> **Data shown**

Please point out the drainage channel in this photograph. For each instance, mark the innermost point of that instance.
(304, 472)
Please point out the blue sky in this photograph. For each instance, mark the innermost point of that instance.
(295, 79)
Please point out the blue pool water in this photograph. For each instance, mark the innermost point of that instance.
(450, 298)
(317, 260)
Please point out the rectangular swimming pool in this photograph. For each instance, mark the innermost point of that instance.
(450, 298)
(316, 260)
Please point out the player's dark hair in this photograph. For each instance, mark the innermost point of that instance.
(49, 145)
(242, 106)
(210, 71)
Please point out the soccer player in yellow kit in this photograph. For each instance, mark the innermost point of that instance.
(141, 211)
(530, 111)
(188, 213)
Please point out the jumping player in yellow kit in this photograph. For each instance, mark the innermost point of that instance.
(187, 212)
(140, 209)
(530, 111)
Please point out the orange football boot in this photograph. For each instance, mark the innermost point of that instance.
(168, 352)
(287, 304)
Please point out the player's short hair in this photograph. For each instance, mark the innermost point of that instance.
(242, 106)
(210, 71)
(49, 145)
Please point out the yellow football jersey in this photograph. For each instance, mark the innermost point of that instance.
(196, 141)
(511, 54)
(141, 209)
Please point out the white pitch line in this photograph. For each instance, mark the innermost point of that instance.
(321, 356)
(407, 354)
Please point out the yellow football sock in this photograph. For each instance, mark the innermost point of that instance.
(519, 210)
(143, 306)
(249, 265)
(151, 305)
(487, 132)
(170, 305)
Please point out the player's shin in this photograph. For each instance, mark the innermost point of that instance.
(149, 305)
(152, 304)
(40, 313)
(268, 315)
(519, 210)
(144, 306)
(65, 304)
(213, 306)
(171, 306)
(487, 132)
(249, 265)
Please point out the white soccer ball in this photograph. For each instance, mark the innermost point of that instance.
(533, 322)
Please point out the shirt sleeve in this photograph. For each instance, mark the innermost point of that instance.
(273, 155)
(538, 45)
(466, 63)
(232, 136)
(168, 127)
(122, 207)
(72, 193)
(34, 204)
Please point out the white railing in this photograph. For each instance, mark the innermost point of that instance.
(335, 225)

> **What this task involves**
Using the listing above, transcribe every entry exactly.

> **Solution for this task**
Please point out the drainage channel in this photograph. For each instance, mark the innermost point of that instance.
(304, 472)
Please point out the blue sky in this photograph. For each instance, mark the innermost point of that instance.
(295, 79)
Please point out the blue pool water in this photograph. For each instance, mark the innermost point of that instance.
(450, 298)
(317, 260)
Please point out the rectangular swimming pool in this photograph. For each instance, mark the innermost point of that instance.
(450, 298)
(316, 260)
Please point out the player's dark hair in this photograph. For each instance, mark the innermost point of that instance.
(49, 145)
(242, 106)
(210, 71)
Please point out the soccer player in yellow kit in this photograph. For each instance, mark the innermost point of that instance.
(141, 211)
(530, 111)
(188, 213)
Please point out the jumping player in yellow kit in this photograph. For each instance, mark the innermost point of that instance.
(187, 212)
(140, 209)
(530, 111)
Please point out the orange football boot in this photograph. For each instance, mark the innermost point of that instance.
(168, 352)
(287, 304)
Please point out the player's short hair in this photograph. For each instance, mark the innermost point of that instance.
(242, 106)
(210, 71)
(49, 145)
Please point out the yellow football jersey in this photograph. For each instance, mark the innermost point of that instance.
(196, 141)
(511, 54)
(141, 209)
Please point out the white pitch line in this photograph. For each instance, mark the innermost point of that instance.
(321, 356)
(407, 354)
Please point out the yellow football sock in this photograph. For each instance, mark the innermost point of that instance.
(519, 210)
(143, 306)
(249, 265)
(151, 305)
(487, 132)
(170, 305)
Please point out the player's shin in this photograph. For each instance, mark the innermost point of that instance.
(149, 305)
(152, 304)
(40, 313)
(268, 315)
(519, 210)
(144, 306)
(65, 304)
(213, 306)
(171, 306)
(487, 132)
(249, 265)
Please point out the white soccer ball in this photograph. For each instance, mark the innermost point of that instance.
(533, 322)
Please point out the shirt sleeve in this photograph. For each instance, mark the innermost point of that instance.
(273, 155)
(538, 45)
(466, 63)
(232, 136)
(168, 127)
(122, 207)
(72, 193)
(34, 204)
Please point out the white railing in this photograph. For each instance, mark the innermost point of that instance.
(335, 225)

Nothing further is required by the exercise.